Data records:
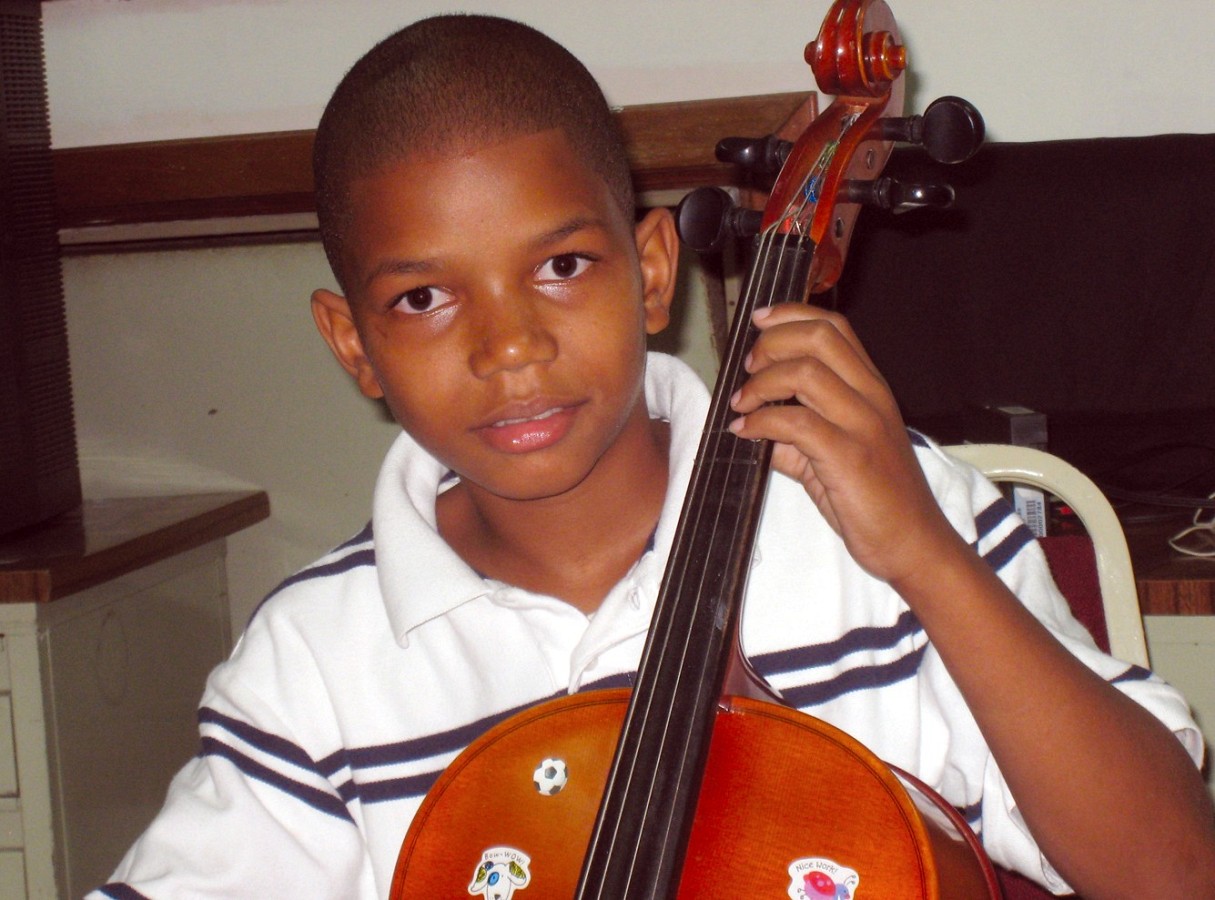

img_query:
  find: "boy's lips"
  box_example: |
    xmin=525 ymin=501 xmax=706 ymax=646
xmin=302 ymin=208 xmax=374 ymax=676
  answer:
xmin=475 ymin=402 xmax=581 ymax=453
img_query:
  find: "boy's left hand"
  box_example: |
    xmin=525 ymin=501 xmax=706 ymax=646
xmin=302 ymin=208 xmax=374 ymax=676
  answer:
xmin=730 ymin=304 xmax=956 ymax=582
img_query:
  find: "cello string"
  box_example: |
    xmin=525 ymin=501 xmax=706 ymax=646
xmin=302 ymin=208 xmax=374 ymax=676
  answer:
xmin=612 ymin=217 xmax=789 ymax=893
xmin=592 ymin=161 xmax=808 ymax=884
xmin=585 ymin=219 xmax=770 ymax=893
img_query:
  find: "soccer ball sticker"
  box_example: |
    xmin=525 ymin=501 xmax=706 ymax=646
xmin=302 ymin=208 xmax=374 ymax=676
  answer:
xmin=532 ymin=758 xmax=570 ymax=797
xmin=789 ymin=857 xmax=860 ymax=900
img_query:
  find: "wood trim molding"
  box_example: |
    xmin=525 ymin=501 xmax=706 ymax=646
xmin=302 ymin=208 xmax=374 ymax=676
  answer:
xmin=52 ymin=92 xmax=810 ymax=251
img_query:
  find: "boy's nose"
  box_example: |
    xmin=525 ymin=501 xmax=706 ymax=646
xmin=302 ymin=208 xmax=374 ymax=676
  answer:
xmin=469 ymin=299 xmax=556 ymax=378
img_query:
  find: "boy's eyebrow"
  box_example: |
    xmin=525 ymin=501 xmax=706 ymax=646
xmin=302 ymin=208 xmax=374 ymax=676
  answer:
xmin=532 ymin=216 xmax=608 ymax=248
xmin=363 ymin=259 xmax=439 ymax=290
xmin=363 ymin=216 xmax=608 ymax=290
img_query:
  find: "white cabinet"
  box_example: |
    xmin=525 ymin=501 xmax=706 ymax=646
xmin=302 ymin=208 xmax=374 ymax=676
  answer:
xmin=0 ymin=492 xmax=269 ymax=900
xmin=0 ymin=542 xmax=230 ymax=898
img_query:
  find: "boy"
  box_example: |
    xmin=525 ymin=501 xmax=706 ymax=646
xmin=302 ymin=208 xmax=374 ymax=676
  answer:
xmin=101 ymin=10 xmax=1215 ymax=898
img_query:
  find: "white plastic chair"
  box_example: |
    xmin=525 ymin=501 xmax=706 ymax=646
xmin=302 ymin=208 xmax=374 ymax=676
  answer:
xmin=945 ymin=443 xmax=1148 ymax=667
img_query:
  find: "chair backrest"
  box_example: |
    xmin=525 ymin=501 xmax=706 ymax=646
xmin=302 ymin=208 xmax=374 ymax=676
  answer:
xmin=945 ymin=443 xmax=1148 ymax=900
xmin=945 ymin=443 xmax=1148 ymax=667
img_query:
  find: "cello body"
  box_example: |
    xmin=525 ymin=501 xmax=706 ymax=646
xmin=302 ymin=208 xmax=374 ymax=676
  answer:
xmin=391 ymin=690 xmax=999 ymax=900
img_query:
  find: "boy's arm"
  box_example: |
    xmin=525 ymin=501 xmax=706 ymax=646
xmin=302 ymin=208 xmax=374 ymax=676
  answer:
xmin=731 ymin=306 xmax=1215 ymax=898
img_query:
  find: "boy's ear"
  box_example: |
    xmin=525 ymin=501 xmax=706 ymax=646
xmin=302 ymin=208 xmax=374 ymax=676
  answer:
xmin=312 ymin=288 xmax=384 ymax=400
xmin=634 ymin=206 xmax=679 ymax=334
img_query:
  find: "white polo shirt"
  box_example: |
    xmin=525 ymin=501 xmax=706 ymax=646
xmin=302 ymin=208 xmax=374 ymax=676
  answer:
xmin=95 ymin=355 xmax=1202 ymax=898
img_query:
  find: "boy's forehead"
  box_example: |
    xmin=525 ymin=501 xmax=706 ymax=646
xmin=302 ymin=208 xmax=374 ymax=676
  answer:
xmin=337 ymin=129 xmax=633 ymax=284
xmin=351 ymin=129 xmax=622 ymax=223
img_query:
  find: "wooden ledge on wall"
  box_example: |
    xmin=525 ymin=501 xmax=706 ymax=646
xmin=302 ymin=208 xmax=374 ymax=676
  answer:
xmin=59 ymin=92 xmax=813 ymax=254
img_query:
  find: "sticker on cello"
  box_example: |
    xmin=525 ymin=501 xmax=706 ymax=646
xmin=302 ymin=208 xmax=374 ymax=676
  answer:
xmin=789 ymin=856 xmax=860 ymax=900
xmin=468 ymin=847 xmax=531 ymax=900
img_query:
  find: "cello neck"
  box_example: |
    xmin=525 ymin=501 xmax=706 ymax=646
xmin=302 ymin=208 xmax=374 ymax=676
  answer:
xmin=577 ymin=228 xmax=813 ymax=900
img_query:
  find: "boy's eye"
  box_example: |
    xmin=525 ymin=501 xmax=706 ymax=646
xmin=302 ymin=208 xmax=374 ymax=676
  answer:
xmin=536 ymin=253 xmax=590 ymax=282
xmin=395 ymin=284 xmax=451 ymax=313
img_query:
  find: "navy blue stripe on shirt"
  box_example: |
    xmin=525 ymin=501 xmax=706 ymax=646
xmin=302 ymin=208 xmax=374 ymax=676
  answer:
xmin=202 ymin=737 xmax=354 ymax=822
xmin=97 ymin=882 xmax=149 ymax=900
xmin=780 ymin=644 xmax=928 ymax=709
xmin=249 ymin=547 xmax=375 ymax=621
xmin=983 ymin=523 xmax=1038 ymax=572
xmin=337 ymin=673 xmax=635 ymax=803
xmin=751 ymin=610 xmax=923 ymax=678
xmin=198 ymin=707 xmax=320 ymax=774
xmin=1109 ymin=666 xmax=1152 ymax=684
xmin=974 ymin=497 xmax=1013 ymax=540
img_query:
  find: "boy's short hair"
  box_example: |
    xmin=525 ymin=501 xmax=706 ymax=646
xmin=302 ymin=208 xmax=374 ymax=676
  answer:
xmin=312 ymin=15 xmax=634 ymax=289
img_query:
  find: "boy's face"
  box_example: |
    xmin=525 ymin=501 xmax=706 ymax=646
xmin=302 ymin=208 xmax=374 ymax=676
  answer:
xmin=312 ymin=131 xmax=677 ymax=499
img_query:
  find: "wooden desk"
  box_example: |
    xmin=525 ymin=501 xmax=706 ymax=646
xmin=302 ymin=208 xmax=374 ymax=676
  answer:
xmin=0 ymin=491 xmax=270 ymax=899
xmin=1125 ymin=515 xmax=1215 ymax=616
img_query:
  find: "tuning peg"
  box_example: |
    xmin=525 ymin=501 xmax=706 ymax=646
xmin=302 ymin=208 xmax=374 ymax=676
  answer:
xmin=874 ymin=97 xmax=985 ymax=163
xmin=716 ymin=135 xmax=793 ymax=175
xmin=841 ymin=175 xmax=954 ymax=213
xmin=676 ymin=187 xmax=763 ymax=253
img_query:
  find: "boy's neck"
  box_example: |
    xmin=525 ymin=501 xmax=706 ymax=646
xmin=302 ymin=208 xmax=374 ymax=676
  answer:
xmin=436 ymin=419 xmax=671 ymax=613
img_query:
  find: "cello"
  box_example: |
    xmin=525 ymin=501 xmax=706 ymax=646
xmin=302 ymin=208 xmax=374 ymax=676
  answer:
xmin=390 ymin=0 xmax=999 ymax=900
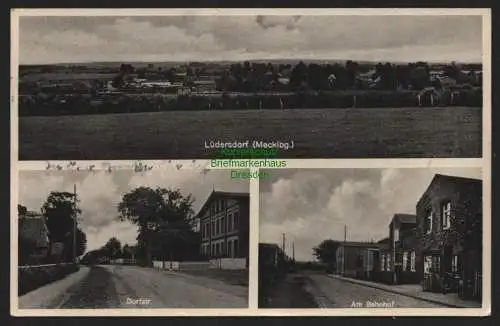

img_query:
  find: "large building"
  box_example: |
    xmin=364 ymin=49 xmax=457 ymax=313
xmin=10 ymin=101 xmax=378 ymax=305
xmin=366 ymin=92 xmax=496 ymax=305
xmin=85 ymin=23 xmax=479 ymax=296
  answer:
xmin=336 ymin=241 xmax=384 ymax=279
xmin=18 ymin=205 xmax=50 ymax=265
xmin=198 ymin=190 xmax=250 ymax=267
xmin=389 ymin=214 xmax=419 ymax=284
xmin=416 ymin=174 xmax=482 ymax=299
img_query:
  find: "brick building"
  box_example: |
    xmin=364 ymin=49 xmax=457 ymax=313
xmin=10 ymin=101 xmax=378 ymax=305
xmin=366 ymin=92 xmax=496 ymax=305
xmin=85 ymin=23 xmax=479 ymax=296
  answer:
xmin=18 ymin=205 xmax=50 ymax=265
xmin=416 ymin=174 xmax=482 ymax=299
xmin=336 ymin=241 xmax=384 ymax=279
xmin=389 ymin=214 xmax=420 ymax=284
xmin=198 ymin=191 xmax=250 ymax=267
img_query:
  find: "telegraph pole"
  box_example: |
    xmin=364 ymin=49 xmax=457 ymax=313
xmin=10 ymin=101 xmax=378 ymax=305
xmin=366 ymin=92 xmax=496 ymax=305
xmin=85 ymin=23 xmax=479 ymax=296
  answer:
xmin=73 ymin=183 xmax=77 ymax=263
xmin=342 ymin=224 xmax=347 ymax=275
xmin=282 ymin=233 xmax=285 ymax=255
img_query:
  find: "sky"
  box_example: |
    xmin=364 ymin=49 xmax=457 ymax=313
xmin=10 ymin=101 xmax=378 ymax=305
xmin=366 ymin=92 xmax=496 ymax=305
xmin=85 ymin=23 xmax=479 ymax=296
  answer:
xmin=259 ymin=168 xmax=482 ymax=261
xmin=19 ymin=15 xmax=482 ymax=64
xmin=19 ymin=168 xmax=249 ymax=250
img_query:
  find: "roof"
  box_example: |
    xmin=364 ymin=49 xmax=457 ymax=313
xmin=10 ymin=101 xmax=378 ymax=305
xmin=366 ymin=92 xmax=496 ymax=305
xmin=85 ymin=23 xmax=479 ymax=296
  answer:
xmin=377 ymin=237 xmax=391 ymax=244
xmin=196 ymin=190 xmax=250 ymax=216
xmin=340 ymin=241 xmax=381 ymax=248
xmin=259 ymin=243 xmax=280 ymax=249
xmin=418 ymin=173 xmax=483 ymax=203
xmin=391 ymin=213 xmax=417 ymax=224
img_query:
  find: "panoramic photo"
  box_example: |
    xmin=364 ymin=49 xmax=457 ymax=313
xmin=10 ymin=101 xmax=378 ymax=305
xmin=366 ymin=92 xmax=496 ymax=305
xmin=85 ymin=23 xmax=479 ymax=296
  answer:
xmin=13 ymin=10 xmax=485 ymax=160
xmin=259 ymin=168 xmax=487 ymax=309
xmin=13 ymin=168 xmax=249 ymax=310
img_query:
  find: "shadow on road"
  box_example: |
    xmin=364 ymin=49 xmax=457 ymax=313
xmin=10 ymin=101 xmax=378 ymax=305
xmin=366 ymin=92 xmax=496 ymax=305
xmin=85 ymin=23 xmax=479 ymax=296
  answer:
xmin=180 ymin=268 xmax=248 ymax=287
xmin=259 ymin=274 xmax=318 ymax=308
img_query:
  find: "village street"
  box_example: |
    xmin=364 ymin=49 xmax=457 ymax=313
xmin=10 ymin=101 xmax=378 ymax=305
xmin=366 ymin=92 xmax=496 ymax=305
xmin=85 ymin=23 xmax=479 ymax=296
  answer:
xmin=308 ymin=273 xmax=446 ymax=308
xmin=19 ymin=265 xmax=248 ymax=309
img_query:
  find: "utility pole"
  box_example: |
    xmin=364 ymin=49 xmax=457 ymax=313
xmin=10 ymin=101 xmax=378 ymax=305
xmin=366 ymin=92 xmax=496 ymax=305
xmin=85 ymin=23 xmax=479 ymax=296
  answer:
xmin=73 ymin=183 xmax=78 ymax=263
xmin=281 ymin=233 xmax=286 ymax=256
xmin=342 ymin=224 xmax=347 ymax=275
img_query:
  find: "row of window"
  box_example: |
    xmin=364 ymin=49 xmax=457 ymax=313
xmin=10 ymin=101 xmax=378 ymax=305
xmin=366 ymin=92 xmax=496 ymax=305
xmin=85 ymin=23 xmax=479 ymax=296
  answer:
xmin=210 ymin=199 xmax=226 ymax=214
xmin=202 ymin=239 xmax=239 ymax=258
xmin=380 ymin=251 xmax=417 ymax=272
xmin=425 ymin=201 xmax=451 ymax=234
xmin=424 ymin=255 xmax=459 ymax=274
xmin=203 ymin=211 xmax=240 ymax=238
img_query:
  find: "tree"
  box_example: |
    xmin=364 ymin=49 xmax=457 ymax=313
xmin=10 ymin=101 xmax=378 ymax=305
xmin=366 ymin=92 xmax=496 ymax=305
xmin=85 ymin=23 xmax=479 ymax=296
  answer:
xmin=118 ymin=187 xmax=194 ymax=265
xmin=42 ymin=191 xmax=87 ymax=261
xmin=103 ymin=237 xmax=122 ymax=259
xmin=313 ymin=239 xmax=340 ymax=266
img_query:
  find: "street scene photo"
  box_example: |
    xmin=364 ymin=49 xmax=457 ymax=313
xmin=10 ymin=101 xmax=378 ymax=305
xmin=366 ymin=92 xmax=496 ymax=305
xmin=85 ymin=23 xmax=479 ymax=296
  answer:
xmin=13 ymin=162 xmax=249 ymax=310
xmin=259 ymin=167 xmax=486 ymax=309
xmin=12 ymin=9 xmax=489 ymax=160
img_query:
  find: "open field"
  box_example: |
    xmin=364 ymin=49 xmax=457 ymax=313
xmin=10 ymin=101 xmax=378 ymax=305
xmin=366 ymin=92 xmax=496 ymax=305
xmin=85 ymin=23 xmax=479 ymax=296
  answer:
xmin=19 ymin=107 xmax=482 ymax=160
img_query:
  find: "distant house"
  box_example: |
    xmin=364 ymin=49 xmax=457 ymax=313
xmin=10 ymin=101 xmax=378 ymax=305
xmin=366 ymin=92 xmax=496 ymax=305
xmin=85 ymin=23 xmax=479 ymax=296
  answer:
xmin=193 ymin=79 xmax=217 ymax=93
xmin=197 ymin=190 xmax=250 ymax=267
xmin=18 ymin=206 xmax=50 ymax=265
xmin=416 ymin=174 xmax=482 ymax=299
xmin=389 ymin=214 xmax=420 ymax=284
xmin=336 ymin=241 xmax=384 ymax=279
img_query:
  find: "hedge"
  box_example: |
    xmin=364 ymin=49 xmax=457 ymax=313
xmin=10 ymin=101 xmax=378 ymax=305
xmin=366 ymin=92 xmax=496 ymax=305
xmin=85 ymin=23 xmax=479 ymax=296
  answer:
xmin=19 ymin=90 xmax=482 ymax=116
xmin=18 ymin=264 xmax=80 ymax=295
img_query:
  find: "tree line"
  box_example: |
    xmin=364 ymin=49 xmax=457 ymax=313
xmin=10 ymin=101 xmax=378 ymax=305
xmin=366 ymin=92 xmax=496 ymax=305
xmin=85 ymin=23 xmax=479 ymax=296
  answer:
xmin=18 ymin=191 xmax=87 ymax=264
xmin=82 ymin=187 xmax=204 ymax=266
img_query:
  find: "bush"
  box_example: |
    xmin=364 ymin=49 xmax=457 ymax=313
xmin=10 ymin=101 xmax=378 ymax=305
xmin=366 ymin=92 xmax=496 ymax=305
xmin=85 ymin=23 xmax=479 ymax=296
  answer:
xmin=18 ymin=264 xmax=80 ymax=295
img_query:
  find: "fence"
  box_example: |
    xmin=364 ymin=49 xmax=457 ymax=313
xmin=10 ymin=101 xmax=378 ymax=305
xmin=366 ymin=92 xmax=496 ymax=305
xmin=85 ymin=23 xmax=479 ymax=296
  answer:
xmin=19 ymin=91 xmax=482 ymax=116
xmin=210 ymin=258 xmax=247 ymax=269
xmin=153 ymin=260 xmax=213 ymax=271
xmin=18 ymin=263 xmax=80 ymax=295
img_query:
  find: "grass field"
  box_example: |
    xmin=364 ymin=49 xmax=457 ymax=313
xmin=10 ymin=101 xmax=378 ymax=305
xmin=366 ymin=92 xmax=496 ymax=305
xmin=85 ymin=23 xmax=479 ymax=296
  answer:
xmin=19 ymin=107 xmax=482 ymax=160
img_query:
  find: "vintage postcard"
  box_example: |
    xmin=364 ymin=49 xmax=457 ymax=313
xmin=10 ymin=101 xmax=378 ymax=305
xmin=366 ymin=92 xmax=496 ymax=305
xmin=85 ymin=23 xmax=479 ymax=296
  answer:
xmin=13 ymin=162 xmax=254 ymax=314
xmin=259 ymin=166 xmax=490 ymax=311
xmin=13 ymin=9 xmax=491 ymax=160
xmin=10 ymin=8 xmax=491 ymax=316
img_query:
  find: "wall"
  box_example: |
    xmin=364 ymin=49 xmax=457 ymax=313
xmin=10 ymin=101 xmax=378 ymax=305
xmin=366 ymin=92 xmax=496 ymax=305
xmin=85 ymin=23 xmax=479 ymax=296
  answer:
xmin=417 ymin=177 xmax=482 ymax=290
xmin=153 ymin=261 xmax=216 ymax=271
xmin=210 ymin=258 xmax=247 ymax=269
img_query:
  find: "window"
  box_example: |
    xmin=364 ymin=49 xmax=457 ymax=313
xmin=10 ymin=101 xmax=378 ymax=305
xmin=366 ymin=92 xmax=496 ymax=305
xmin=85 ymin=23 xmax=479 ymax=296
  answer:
xmin=451 ymin=255 xmax=458 ymax=273
xmin=233 ymin=239 xmax=240 ymax=257
xmin=410 ymin=251 xmax=417 ymax=272
xmin=227 ymin=240 xmax=233 ymax=258
xmin=233 ymin=212 xmax=240 ymax=230
xmin=424 ymin=256 xmax=432 ymax=274
xmin=394 ymin=228 xmax=399 ymax=242
xmin=227 ymin=214 xmax=233 ymax=232
xmin=425 ymin=210 xmax=434 ymax=234
xmin=403 ymin=251 xmax=408 ymax=271
xmin=431 ymin=256 xmax=441 ymax=273
xmin=441 ymin=201 xmax=451 ymax=230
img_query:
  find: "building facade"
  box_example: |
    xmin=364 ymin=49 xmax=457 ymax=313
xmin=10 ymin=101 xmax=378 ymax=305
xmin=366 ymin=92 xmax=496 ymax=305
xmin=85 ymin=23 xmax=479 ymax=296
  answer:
xmin=18 ymin=205 xmax=50 ymax=265
xmin=198 ymin=191 xmax=250 ymax=267
xmin=416 ymin=174 xmax=482 ymax=299
xmin=389 ymin=214 xmax=420 ymax=284
xmin=336 ymin=241 xmax=383 ymax=279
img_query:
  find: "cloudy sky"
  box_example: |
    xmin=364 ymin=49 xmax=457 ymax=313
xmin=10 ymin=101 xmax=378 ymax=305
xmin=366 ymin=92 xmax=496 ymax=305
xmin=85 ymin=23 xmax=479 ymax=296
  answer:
xmin=19 ymin=168 xmax=249 ymax=250
xmin=19 ymin=16 xmax=482 ymax=64
xmin=259 ymin=168 xmax=482 ymax=260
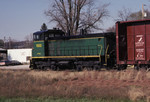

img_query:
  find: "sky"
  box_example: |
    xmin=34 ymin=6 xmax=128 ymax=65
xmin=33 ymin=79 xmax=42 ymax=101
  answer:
xmin=0 ymin=0 xmax=150 ymax=41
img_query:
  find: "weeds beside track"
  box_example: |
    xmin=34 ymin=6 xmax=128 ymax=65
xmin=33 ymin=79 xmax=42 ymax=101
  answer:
xmin=0 ymin=70 xmax=150 ymax=100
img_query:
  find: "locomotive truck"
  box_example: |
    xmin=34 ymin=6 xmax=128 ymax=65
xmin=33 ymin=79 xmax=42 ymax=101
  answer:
xmin=30 ymin=20 xmax=150 ymax=70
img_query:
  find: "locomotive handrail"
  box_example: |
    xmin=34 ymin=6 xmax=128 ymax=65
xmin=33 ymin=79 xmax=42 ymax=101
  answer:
xmin=49 ymin=45 xmax=99 ymax=56
xmin=105 ymin=44 xmax=109 ymax=65
xmin=98 ymin=45 xmax=103 ymax=62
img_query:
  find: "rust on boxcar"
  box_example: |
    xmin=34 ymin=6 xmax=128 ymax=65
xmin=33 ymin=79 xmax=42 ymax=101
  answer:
xmin=116 ymin=20 xmax=150 ymax=64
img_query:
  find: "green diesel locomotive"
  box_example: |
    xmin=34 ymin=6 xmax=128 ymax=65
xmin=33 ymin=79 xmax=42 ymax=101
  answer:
xmin=30 ymin=29 xmax=116 ymax=70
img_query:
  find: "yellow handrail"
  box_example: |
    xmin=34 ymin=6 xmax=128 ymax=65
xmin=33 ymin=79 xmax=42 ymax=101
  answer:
xmin=105 ymin=45 xmax=109 ymax=64
xmin=98 ymin=45 xmax=103 ymax=62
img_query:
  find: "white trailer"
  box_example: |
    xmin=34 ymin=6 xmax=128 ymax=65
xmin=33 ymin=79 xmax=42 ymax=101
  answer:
xmin=7 ymin=49 xmax=32 ymax=63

PROBLEM DESCRIPTION: Rewrite the listing from its start down through the line containing "xmin=0 ymin=542 xmax=230 ymax=898", swapping "boy's" for "child's" and changing nothing else. Omit the pictures from your answer.

RESULT BELOW:
img_query:
  find: "child's lips"
  box_example: |
    xmin=525 ymin=501 xmax=706 ymax=646
xmin=302 ymin=208 xmax=374 ymax=676
  answer:
xmin=475 ymin=402 xmax=581 ymax=453
img_query:
  find: "child's left hand"
  box_example: |
    xmin=525 ymin=501 xmax=706 ymax=646
xmin=302 ymin=208 xmax=374 ymax=676
  answer:
xmin=730 ymin=304 xmax=956 ymax=582
img_query:
  find: "cello string"
  box_example: |
    xmin=525 ymin=501 xmax=706 ymax=646
xmin=302 ymin=208 xmax=374 ymax=676
  answer:
xmin=612 ymin=217 xmax=789 ymax=893
xmin=592 ymin=161 xmax=808 ymax=884
xmin=585 ymin=219 xmax=770 ymax=893
img_query:
  find: "soccer ball sticker"
  box_example: |
    xmin=525 ymin=501 xmax=706 ymax=646
xmin=302 ymin=208 xmax=374 ymax=676
  answer:
xmin=532 ymin=758 xmax=570 ymax=797
xmin=789 ymin=857 xmax=860 ymax=900
img_query:
  find: "wood trim molding"
  box_example: |
    xmin=525 ymin=501 xmax=706 ymax=646
xmin=302 ymin=208 xmax=374 ymax=676
  answer:
xmin=52 ymin=92 xmax=810 ymax=251
img_query:
  find: "child's nose"
  box_example: |
    xmin=525 ymin=501 xmax=706 ymax=646
xmin=302 ymin=208 xmax=374 ymax=676
  answer:
xmin=469 ymin=299 xmax=556 ymax=378
img_query:
  find: "child's eyebrow"
  box_example: |
    xmin=525 ymin=501 xmax=706 ymax=646
xmin=302 ymin=208 xmax=374 ymax=676
  answer:
xmin=532 ymin=216 xmax=608 ymax=248
xmin=363 ymin=259 xmax=439 ymax=290
xmin=363 ymin=216 xmax=608 ymax=290
img_query:
  find: "white cabinet"
  box_example: |
    xmin=525 ymin=501 xmax=706 ymax=646
xmin=302 ymin=208 xmax=374 ymax=676
  answer:
xmin=0 ymin=492 xmax=269 ymax=900
xmin=0 ymin=542 xmax=230 ymax=898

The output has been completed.